About this exercise: Copy out each line of the listing that has the word "When" in it.

Task input:
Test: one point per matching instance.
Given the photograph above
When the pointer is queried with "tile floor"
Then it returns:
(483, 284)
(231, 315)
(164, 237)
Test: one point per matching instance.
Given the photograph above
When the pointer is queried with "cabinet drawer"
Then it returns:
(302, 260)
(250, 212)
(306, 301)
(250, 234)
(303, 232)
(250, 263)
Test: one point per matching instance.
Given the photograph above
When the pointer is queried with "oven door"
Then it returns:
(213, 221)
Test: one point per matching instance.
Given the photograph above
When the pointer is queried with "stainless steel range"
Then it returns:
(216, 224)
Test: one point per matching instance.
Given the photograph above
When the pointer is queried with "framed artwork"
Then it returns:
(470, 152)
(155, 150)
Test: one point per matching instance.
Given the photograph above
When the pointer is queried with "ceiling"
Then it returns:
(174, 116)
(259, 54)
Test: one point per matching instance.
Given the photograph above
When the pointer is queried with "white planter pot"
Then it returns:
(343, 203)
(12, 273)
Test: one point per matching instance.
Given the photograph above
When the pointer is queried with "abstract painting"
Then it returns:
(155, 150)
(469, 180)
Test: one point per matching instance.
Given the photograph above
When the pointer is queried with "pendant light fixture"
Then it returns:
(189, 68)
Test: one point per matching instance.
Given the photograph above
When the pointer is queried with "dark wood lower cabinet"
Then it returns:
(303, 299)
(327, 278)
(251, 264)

Response to this task:
When the pointer is queried with "tile floor"
When the pointer is queried with "cabinet drawer"
When the pointer is queried with "oven door"
When the pointer is queried with "stainless steel range"
When the pointer is queried with "framed artwork"
When the pointer is queried with "ceiling"
When the pointer is queried with "white planter pot"
When the pointer is queried with "abstract painting"
When the pointer is queried with "pendant light fixture"
When the pointer is queried with "dark wood lower cabinet"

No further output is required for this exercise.